### What you need to do
A single figure is the whole answer: the number of lines in the records that contain "front".

*** Provided entries ***

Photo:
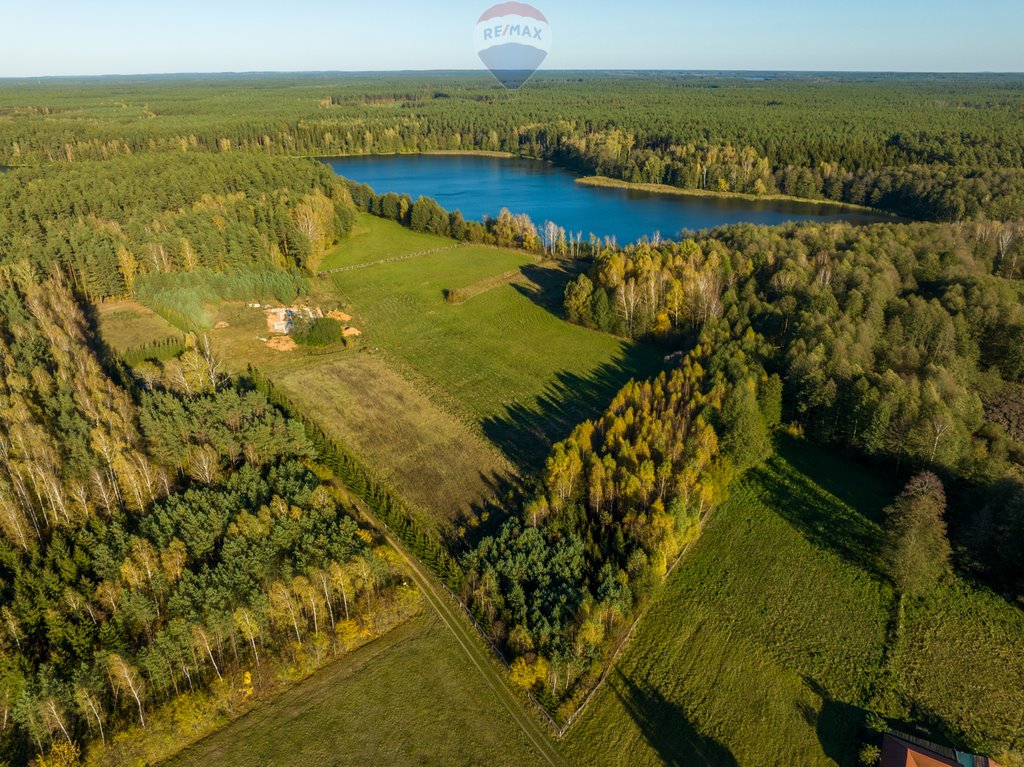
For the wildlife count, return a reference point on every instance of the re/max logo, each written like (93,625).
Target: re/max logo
(512,30)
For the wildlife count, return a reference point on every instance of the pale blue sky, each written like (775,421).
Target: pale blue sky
(89,37)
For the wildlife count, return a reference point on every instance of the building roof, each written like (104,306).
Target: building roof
(899,753)
(899,750)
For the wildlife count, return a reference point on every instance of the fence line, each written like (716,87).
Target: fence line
(392,259)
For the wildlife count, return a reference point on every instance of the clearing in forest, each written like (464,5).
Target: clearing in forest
(775,636)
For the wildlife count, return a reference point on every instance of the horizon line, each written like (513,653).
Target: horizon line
(483,72)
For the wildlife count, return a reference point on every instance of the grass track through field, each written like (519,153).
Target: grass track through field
(470,642)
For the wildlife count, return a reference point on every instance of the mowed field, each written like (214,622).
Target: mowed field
(777,634)
(412,697)
(127,325)
(502,359)
(451,402)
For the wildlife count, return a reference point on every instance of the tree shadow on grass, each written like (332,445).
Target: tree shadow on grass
(838,725)
(547,284)
(865,487)
(667,729)
(524,433)
(820,516)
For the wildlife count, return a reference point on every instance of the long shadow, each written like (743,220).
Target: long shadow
(547,284)
(867,488)
(838,726)
(526,431)
(667,729)
(829,524)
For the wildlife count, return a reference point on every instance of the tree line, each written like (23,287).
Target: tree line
(902,342)
(163,539)
(130,225)
(934,147)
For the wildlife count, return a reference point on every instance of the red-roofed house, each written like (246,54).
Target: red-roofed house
(905,751)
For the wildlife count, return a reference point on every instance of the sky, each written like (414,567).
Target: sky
(99,37)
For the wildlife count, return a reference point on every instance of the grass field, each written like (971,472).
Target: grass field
(398,432)
(127,325)
(502,358)
(771,640)
(449,401)
(410,698)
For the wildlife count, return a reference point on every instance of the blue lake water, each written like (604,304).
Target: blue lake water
(480,186)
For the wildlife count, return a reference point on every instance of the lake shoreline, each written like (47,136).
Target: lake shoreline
(660,188)
(432,153)
(480,186)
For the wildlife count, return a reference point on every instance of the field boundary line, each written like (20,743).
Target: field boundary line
(391,259)
(464,636)
(561,732)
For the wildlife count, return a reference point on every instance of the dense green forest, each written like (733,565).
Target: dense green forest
(168,534)
(928,146)
(135,225)
(902,342)
(163,535)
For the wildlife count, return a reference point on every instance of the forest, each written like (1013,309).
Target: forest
(165,538)
(178,540)
(924,146)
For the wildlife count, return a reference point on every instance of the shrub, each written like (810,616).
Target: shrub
(322,332)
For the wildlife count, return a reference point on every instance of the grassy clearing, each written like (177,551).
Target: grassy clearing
(127,325)
(375,239)
(509,365)
(394,428)
(774,638)
(660,188)
(764,644)
(411,698)
(961,670)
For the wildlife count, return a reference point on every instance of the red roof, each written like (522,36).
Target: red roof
(897,753)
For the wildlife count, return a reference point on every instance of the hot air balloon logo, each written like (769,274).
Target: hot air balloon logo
(512,39)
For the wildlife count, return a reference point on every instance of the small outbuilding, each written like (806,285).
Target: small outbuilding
(899,750)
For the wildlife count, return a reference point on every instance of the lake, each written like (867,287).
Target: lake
(480,186)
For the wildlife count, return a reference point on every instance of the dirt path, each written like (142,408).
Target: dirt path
(457,623)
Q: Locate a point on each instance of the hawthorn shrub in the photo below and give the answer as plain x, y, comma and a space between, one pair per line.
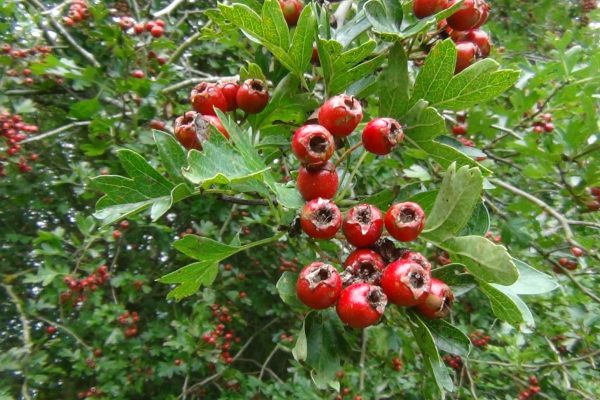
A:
287, 199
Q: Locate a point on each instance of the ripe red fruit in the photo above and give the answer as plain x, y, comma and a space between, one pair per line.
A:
459, 129
313, 145
405, 221
361, 305
230, 90
252, 96
425, 8
363, 225
138, 74
381, 135
439, 301
363, 266
471, 14
340, 115
466, 54
291, 10
406, 283
320, 219
205, 97
481, 39
318, 182
319, 285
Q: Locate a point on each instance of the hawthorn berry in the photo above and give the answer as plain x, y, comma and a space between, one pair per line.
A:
252, 96
321, 219
405, 221
406, 283
363, 225
291, 10
340, 114
363, 266
381, 135
319, 181
230, 90
438, 302
425, 8
466, 54
361, 305
471, 14
313, 145
319, 285
205, 97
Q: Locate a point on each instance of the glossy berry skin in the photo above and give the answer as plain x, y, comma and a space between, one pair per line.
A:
439, 301
405, 221
470, 15
363, 266
320, 219
252, 96
361, 305
340, 114
319, 285
425, 8
291, 10
230, 90
466, 55
205, 97
363, 225
481, 39
313, 145
381, 135
318, 182
406, 283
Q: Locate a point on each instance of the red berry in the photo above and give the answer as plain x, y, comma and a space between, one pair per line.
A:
361, 305
363, 266
465, 56
291, 10
318, 182
230, 90
425, 8
313, 145
319, 285
363, 225
406, 283
470, 15
205, 97
321, 219
252, 96
340, 115
438, 302
381, 135
405, 221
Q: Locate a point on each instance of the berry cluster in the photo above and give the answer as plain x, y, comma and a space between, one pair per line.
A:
78, 12
219, 338
479, 339
156, 28
532, 390
192, 128
129, 323
463, 27
78, 287
543, 124
13, 130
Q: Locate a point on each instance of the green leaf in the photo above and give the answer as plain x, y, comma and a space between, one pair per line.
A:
431, 358
459, 193
190, 278
485, 260
449, 338
286, 287
393, 84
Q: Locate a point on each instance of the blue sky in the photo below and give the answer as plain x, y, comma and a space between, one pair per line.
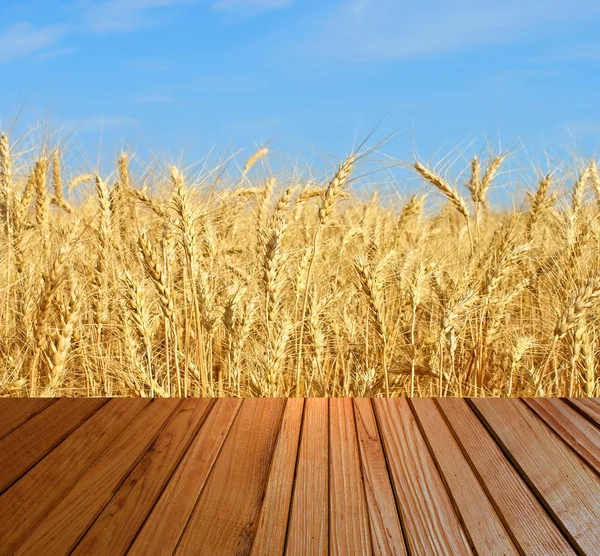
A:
188, 76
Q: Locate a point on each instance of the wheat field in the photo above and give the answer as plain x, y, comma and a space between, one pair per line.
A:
234, 281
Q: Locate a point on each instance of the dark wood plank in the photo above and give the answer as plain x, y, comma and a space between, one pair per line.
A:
225, 518
590, 407
29, 499
117, 525
28, 444
272, 525
62, 528
480, 520
348, 516
15, 411
531, 527
308, 530
386, 532
568, 487
574, 429
431, 525
165, 524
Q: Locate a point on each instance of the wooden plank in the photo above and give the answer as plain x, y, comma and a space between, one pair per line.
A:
165, 524
568, 488
62, 528
121, 519
574, 429
589, 407
28, 444
531, 527
479, 518
272, 525
349, 533
225, 518
430, 523
15, 411
386, 532
308, 530
29, 499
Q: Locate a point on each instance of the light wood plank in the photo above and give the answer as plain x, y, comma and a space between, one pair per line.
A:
15, 411
308, 532
272, 525
430, 522
225, 518
574, 429
61, 529
531, 527
117, 525
590, 407
568, 487
28, 444
482, 524
348, 517
29, 499
386, 532
166, 522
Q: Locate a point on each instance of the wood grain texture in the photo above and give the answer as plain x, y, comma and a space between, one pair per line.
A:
308, 530
117, 525
431, 525
349, 526
574, 429
568, 487
165, 524
480, 520
61, 529
386, 532
531, 527
225, 517
15, 411
28, 500
28, 444
588, 407
274, 515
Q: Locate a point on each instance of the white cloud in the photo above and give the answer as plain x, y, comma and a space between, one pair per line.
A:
22, 39
123, 15
250, 5
367, 30
98, 123
154, 99
126, 15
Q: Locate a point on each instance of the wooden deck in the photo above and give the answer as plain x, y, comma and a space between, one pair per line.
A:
274, 476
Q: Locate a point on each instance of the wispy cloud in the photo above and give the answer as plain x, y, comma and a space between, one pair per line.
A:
127, 15
367, 30
98, 123
23, 39
250, 5
53, 53
154, 99
123, 15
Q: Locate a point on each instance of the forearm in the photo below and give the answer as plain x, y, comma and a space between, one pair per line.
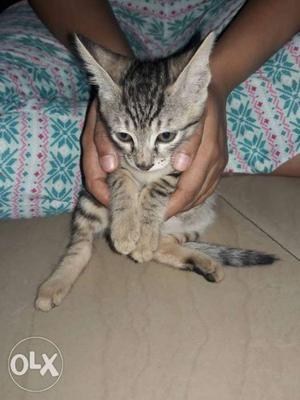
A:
91, 18
259, 30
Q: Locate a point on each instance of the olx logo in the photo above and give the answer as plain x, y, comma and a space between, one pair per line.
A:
35, 364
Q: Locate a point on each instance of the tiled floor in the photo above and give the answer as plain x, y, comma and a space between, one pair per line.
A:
131, 332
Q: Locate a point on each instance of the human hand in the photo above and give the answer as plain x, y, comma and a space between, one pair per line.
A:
202, 158
99, 155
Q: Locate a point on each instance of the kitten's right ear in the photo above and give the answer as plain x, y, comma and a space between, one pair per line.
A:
106, 68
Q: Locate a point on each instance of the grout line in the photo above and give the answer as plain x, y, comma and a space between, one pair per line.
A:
258, 227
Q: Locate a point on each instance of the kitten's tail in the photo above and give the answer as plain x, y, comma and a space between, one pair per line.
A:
231, 256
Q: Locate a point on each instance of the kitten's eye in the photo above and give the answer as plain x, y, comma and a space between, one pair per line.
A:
124, 137
166, 137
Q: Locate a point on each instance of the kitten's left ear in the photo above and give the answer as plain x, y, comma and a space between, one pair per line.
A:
195, 76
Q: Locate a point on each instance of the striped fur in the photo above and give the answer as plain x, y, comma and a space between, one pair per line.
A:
149, 108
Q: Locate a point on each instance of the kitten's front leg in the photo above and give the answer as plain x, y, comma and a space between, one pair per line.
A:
152, 205
125, 224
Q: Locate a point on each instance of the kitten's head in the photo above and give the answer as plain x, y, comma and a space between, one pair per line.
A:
149, 107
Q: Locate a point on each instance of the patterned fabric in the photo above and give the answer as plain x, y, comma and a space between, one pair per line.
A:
44, 95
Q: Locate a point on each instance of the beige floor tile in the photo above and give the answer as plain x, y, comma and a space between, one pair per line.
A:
149, 332
270, 202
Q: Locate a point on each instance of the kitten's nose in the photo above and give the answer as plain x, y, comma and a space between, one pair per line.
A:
144, 166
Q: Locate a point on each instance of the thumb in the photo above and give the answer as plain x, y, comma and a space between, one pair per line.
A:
185, 154
108, 156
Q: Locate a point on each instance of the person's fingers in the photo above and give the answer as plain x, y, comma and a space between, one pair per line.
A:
183, 157
108, 156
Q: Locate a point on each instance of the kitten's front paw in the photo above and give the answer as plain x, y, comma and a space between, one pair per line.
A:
51, 294
125, 232
147, 245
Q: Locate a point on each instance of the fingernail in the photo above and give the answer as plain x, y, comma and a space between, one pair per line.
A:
108, 163
181, 161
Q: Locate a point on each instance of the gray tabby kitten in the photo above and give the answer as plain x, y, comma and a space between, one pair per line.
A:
149, 109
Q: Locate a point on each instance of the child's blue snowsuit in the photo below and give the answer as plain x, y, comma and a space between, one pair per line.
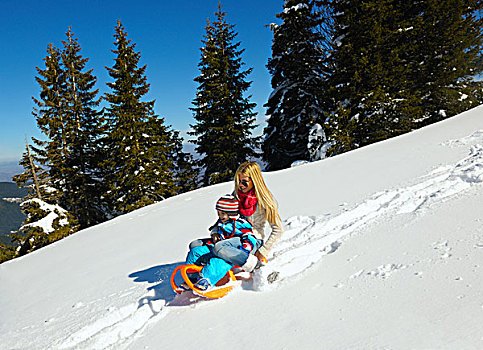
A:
215, 267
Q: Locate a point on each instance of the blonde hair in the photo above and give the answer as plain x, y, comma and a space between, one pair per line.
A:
264, 196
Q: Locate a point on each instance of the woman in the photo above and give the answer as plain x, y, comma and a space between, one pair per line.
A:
257, 204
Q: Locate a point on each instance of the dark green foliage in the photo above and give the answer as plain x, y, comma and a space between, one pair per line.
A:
139, 168
86, 126
224, 117
299, 74
11, 216
400, 65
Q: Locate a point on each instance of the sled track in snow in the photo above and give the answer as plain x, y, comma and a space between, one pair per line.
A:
305, 241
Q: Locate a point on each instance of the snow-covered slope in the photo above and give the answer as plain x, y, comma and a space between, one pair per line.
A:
383, 249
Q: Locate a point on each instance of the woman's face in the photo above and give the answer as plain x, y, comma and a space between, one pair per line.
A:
245, 184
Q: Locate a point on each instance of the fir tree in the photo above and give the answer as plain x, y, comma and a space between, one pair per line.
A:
86, 127
400, 65
224, 117
446, 56
138, 168
299, 77
45, 223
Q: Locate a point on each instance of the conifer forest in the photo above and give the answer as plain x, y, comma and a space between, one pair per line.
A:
344, 74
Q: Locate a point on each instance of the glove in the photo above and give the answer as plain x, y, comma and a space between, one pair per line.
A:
261, 257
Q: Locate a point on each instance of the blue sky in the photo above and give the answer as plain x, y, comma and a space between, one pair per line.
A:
168, 34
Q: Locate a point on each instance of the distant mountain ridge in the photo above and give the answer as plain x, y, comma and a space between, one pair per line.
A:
11, 216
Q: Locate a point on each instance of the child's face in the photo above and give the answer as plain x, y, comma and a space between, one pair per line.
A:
223, 216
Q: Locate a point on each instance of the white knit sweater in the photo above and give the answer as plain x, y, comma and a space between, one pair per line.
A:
258, 222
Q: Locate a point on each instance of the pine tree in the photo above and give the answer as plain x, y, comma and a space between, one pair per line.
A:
187, 174
368, 80
401, 65
45, 223
66, 115
86, 127
446, 56
295, 107
224, 117
138, 168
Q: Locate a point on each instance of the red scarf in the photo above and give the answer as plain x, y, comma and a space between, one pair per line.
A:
248, 202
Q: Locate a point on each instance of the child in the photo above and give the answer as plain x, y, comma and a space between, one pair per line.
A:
229, 225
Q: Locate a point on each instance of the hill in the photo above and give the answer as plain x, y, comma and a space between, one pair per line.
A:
382, 250
11, 216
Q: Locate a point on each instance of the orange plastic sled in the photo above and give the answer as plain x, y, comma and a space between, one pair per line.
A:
222, 288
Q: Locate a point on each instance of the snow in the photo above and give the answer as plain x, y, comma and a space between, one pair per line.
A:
46, 223
383, 249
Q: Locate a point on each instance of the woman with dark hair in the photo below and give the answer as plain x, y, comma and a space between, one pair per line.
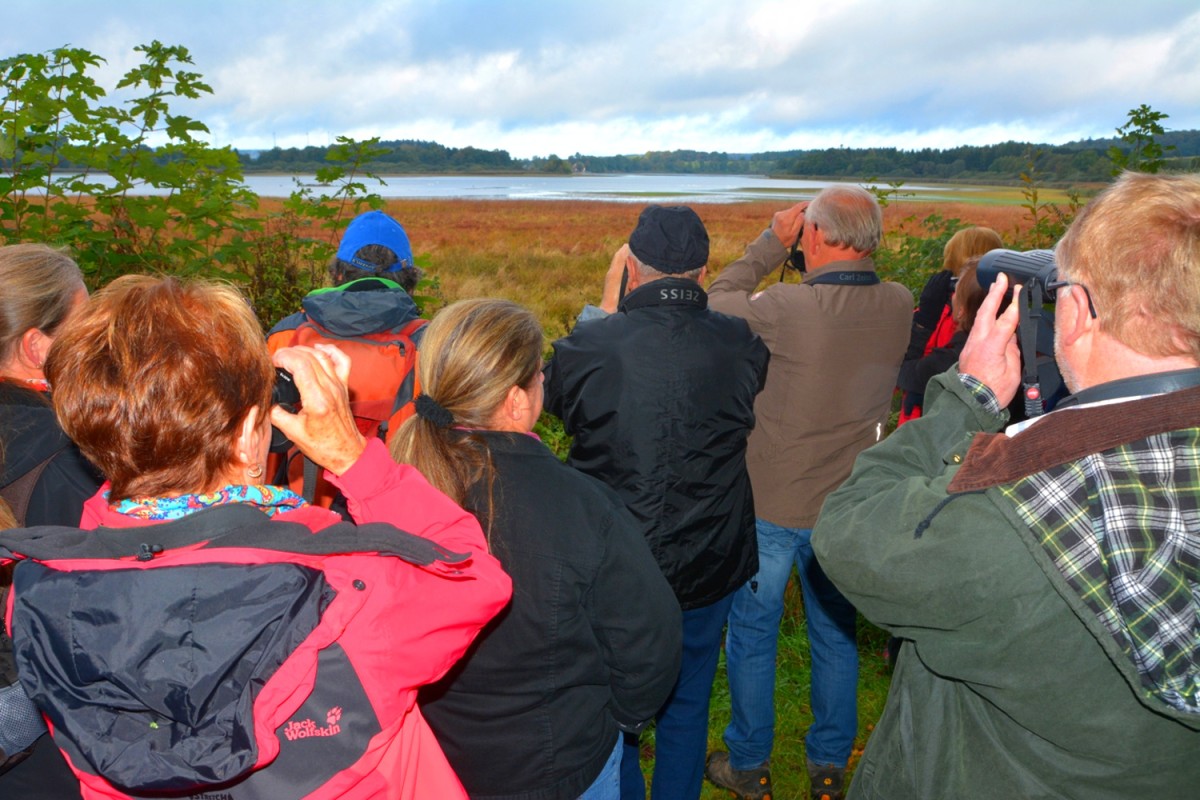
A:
591, 643
969, 295
43, 476
167, 386
933, 323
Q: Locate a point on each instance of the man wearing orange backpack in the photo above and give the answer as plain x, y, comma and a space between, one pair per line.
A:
371, 317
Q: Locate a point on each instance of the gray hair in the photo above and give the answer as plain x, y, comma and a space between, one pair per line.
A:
40, 287
850, 216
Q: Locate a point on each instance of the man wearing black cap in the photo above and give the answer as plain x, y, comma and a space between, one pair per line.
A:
659, 398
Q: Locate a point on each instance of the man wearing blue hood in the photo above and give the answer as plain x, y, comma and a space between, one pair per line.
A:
371, 316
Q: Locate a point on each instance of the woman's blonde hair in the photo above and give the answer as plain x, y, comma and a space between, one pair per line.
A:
967, 242
40, 288
472, 354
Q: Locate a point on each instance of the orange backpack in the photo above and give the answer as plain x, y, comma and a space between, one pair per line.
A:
383, 385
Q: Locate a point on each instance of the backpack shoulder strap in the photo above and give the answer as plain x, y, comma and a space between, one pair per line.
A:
226, 525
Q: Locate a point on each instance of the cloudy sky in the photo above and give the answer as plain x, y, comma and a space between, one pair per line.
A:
607, 77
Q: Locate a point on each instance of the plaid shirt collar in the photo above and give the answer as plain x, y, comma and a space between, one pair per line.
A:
1111, 495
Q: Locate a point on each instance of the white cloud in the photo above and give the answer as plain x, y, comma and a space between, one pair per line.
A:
629, 76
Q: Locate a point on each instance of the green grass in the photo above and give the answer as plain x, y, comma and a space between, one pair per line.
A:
793, 714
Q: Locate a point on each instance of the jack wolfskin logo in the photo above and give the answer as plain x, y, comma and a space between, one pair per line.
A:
306, 728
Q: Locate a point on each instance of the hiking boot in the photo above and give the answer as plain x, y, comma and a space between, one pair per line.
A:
826, 781
745, 785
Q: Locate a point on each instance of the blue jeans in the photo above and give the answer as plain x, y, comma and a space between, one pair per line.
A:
607, 783
681, 733
753, 639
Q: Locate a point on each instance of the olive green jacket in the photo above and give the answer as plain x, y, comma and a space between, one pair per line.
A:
1007, 684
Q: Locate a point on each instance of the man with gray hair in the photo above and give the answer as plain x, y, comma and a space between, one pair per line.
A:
1044, 577
837, 342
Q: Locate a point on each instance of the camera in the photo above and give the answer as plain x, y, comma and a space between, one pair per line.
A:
1035, 270
286, 395
1031, 268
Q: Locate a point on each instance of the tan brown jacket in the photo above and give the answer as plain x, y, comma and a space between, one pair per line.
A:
835, 352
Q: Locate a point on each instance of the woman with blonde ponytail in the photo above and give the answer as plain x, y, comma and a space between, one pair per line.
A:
591, 642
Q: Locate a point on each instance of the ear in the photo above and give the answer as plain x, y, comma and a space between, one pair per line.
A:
35, 346
1072, 317
635, 277
516, 403
249, 443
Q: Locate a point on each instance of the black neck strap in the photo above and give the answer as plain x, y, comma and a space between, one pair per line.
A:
1159, 383
845, 278
666, 292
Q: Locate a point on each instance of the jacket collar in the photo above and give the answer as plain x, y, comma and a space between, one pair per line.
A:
1068, 434
355, 313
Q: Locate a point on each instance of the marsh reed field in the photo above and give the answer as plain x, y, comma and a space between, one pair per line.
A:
552, 257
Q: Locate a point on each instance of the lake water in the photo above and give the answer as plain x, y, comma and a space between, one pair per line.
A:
611, 188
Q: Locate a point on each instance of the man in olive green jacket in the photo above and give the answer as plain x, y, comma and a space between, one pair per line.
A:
1045, 579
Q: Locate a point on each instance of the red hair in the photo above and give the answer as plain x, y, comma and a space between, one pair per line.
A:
154, 379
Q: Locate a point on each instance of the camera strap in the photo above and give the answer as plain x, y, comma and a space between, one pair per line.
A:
845, 278
1158, 383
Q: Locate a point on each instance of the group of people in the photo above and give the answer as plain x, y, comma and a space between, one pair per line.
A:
492, 623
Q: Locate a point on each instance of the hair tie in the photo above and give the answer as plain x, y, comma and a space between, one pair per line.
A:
433, 411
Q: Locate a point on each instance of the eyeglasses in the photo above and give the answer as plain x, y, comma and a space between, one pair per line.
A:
1054, 286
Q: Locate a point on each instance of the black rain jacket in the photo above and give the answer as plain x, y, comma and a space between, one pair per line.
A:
659, 398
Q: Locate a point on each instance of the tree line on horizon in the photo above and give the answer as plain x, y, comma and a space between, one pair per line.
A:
1083, 161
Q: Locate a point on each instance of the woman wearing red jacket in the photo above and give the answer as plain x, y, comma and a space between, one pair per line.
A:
167, 388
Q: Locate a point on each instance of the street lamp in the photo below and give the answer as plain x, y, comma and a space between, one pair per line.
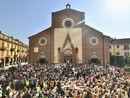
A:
114, 40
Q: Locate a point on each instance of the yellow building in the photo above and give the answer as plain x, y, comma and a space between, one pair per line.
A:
120, 47
12, 51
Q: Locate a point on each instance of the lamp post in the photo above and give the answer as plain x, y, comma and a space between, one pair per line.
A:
114, 50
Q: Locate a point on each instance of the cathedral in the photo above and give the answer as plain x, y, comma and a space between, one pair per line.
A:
69, 39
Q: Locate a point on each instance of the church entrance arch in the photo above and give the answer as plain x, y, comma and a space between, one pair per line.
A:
68, 56
94, 58
42, 59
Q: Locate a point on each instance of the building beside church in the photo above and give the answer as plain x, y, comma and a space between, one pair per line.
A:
69, 39
12, 51
120, 48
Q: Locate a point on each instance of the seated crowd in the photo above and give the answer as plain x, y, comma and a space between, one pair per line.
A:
65, 81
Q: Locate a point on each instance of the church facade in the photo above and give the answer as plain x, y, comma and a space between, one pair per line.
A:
69, 39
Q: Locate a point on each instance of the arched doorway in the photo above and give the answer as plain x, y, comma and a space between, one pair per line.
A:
68, 56
94, 58
42, 59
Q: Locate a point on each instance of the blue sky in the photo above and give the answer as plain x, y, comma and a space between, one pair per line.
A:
23, 18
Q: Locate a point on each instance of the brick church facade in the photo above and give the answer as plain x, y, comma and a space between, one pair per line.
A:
69, 39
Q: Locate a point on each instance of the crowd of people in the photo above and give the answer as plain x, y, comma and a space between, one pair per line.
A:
65, 81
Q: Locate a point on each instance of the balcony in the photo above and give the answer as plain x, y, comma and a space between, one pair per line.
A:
12, 49
127, 48
18, 50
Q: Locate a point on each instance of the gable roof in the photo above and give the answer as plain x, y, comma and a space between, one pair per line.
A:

*** End of Provided entries ***

### Your response
2